-- start of Selection --
I'd guess that would be c) with "8 (4 during fp ops) texture ops per clock" and d) with "4 fp ops per clock + 8 integer ops per clock" (simply because I don't see how they'd have the transistor budgets for more fp units).

I think in all cases the number of pixels per clock is limited by the integer/register combiner output, which is tied to minimum required bus width (integer op outputs * 32).

Sorry for any "Monday Mistakes" in advance.
 
I have some results that might help you.

I've been testing NV30 (5800 Ultra) fragment program performance with driver 43.45 (results are the same as for 42.92 with which I started). Testing is done with OpenGL NV_fragment_program.

I have tested performance for all instructions with FP32, FP16, FX12 with both dependent operations and parallel independent operations. There is no difference between FP32/FP16 (but see about registers). FX12 operarations are significantly faster (3-4x).

Operations/cycle
FP FX
4 12-16 mul/dp3/dp4
4 12 mad/add/sub/max/min/flr/frc
4 12 seq/sge/sgt/sle/slt/sne/str/sfl
2 8 lrp
4 - sin/cos/ex2/lg2/dst/rcp/x2d/ddx/ddy
2 - rsq/lit/pow
1 - rfl
4 - pack/unpack/kil
8 - tex/txp
0.8 - txd

It seems all instructions run at full speed even if they depend on the previous instruction (this includes dependent texture lookups). Constants and conditionals seem free, at least in short programs.

The interesting exception is MUL/DP3/DP4. Independent instructions are executed at 16 ops/cycle, dependent at 11-12 ops/cycle. Note that a group of 16MUL+12ADD FX12-units would provide just the resources needed for the FX12 performance.

FP and FX instructions do run in parallel. With 4 FP-ops/cycle, adding 8 FX-ops/cycle seems to be free, adding 12 FX-ops/cycle slows the shader. This number is a result of just a few tests, I haven't yet tried benchmarked these cases in much detail.

Texture fetches and FP-ops do not work in parallel, so FP unit is probably involved in texture fetches somehow (perhaps DDX,DDY calculation). FX-ops do work in parallel with texture fetches.

It seems all instructions are executed as vector ops with no support for parallel RGB and A instructions. Operations with just one element enabled are as fast as with all elements enabled.
-- end of Selection --
Retype everything in the graphics card notes from "I'd guess that" down to "might help you.". The listing has nothing to do with the graphics card notes.
-- start of Data shown --
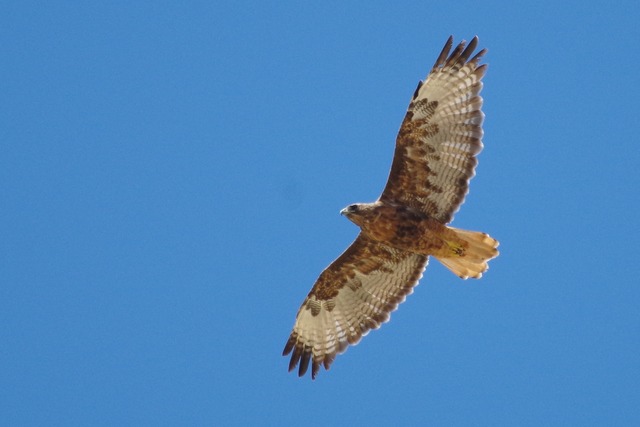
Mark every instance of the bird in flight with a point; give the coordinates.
-- end of Data shown --
• Finished exercise:
I'd guess that would be c) with "8 (4 during fp ops) texture ops per clock" and d) with "4 fp ops per clock + 8 integer ops per clock" (simply because I don't see how they'd have the transistor budgets for more fp units).

I think in all cases the number of pixels per clock is limited by the integer/register combiner output, which is tied to minimum required bus width (integer op outputs * 32).

Sorry for any "Monday Mistakes" in advance.
 
I have some results that might help you.